━━━ Text ━━━

# Blizzard clause?



## madskier1986 (Dec 7, 2011)

Working on a new agreement and after learning from last year I want to include a blizzard clause but not sure what it should say. Does a body have a good clause in their agreement that they are willing to share? Thank you in advance.


----------



## thelettuceman (Nov 23, 2010)

My agreement states that snow plowing will cost you $xxx.xx when blizzard conditions are in effect. Blizzard conditions are in effect when The National Weather Service (Pick Your Weather Service) declares we have a Blizzard.

Not my exact wording but close. Having a neutral party declare a blizzard, keeps you from looking like a "money grabber"


----------



## ponyboy (Dec 19, 2006)

What I call a blizzard most call a storm so I'm a money grabber 
For me it's when any one storm goes over 8 inches I charge your base plow price plus depends on lot size an additional $x per inch I supply print out of total for area 
I always said I have tons of respect for you guys who get real snow 
By me 8 inches slows everything to a stand still so we have to plow 4 times for 10 inches and I needs to get paid


----------



## grandview (Oct 9, 2005)

8 inches?that meant I had 10 blizzards last year


----------



## ponyboy (Dec 19, 2006)

Yup actually 8.1 inches


----------



## 1olddogtwo (Aug 6, 2007)

grandview;2012919 said:


> 8 inches?that meant I had 10 blizzards last year


Technically speaking, you don't need new snowfall for a blizzard just as when Buffalo and surrounding areas received seven feet of snow. That event never received Blizzard status, careful how you word your contract.

Blizzard warning/watches are more with wind then anything


----------



## SnoFarmer (Oct 15, 2004)

Wind inst' really necessary every time.
Blizzards are severe winter storms that pack a combination of blowing snow and wind resulting in very low visibilities. While heavy snowfalls and severe cold often accompany blizzards, they are not required. Sometimes strong winds pick up snow that has already fallen, creating a blizzard. Officially, the National Weather Service defines a blizzard as *large amounts of falling*[ OR *blowing* snow with winds in excess of 35 mph *and* visibilities of less than 1/4 of a mile for an extended period of time (greater than 3 hours).

or it's like ballast vs a counter weight. 
The not so correct term seems to be the adopted term the snow industry uses for a event that technically falls short of a blizzard.


----------



## 1olddogtwo (Aug 6, 2007)

Hold the boat...you said wind wasnt always necessary....that's funny. Then you went on to explain how you need a minimum of 35 miles an hour for 3 hours to qualify as a blizzard


----------



## Mark Oomkes (Dec 10, 2000)

1olddogtwo;2012960 said:


> Hold the boat...you said wind wasnt always necessary....that's funny. Then you went on to explain how you need a minimum of 35 miles an hour for 3 hours to qualify as a blizzard


:laughing::laughing::laughing:


----------



## SnoFarmer (Oct 15, 2004)

━━━ Given information ━━━

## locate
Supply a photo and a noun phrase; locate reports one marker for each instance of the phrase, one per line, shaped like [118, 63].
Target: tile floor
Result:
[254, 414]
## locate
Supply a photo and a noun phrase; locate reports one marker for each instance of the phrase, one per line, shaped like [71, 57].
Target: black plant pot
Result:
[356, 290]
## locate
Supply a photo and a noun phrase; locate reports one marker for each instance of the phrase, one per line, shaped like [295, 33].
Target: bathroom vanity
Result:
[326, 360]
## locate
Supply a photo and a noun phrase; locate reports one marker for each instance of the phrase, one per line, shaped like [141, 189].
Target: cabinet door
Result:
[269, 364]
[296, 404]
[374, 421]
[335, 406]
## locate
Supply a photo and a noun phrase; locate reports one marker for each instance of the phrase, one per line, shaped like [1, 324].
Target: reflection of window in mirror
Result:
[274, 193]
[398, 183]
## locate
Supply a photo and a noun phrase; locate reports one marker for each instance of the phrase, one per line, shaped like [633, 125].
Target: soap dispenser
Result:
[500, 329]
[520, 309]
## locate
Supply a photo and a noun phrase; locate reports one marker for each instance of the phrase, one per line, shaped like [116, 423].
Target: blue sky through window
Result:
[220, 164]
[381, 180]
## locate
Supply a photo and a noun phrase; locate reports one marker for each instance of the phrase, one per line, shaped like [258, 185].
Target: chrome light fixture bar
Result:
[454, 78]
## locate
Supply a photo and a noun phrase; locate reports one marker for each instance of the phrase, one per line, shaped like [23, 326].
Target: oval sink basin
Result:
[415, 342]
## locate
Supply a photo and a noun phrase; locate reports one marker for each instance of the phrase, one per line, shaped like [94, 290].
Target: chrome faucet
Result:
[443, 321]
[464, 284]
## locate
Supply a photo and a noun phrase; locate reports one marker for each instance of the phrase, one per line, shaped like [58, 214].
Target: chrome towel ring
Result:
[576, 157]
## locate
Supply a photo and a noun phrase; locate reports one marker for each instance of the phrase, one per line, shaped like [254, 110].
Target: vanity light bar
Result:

━━━

▶ **Goal**
Could you copy everything in the blizzard clause thread from "What I call" down to "(Oct 9, 2005)", swapping "tons of respect" for "a lot of respect"?

▶ **Task answer**
What I call a blizzard most call a storm so I'm a money grabber 
For me it's when any one storm goes over 8 inches I charge your base plow price plus depends on lot size an additional $x per inch I supply print out of total for area 
I always said I have a lot of respect for you guys who get real snow 
By me 8 inches slows everything to a stand still so we have to plow 4 times for 10 inches and I needs to get paid


----------



## grandview (Oct 9, 2005)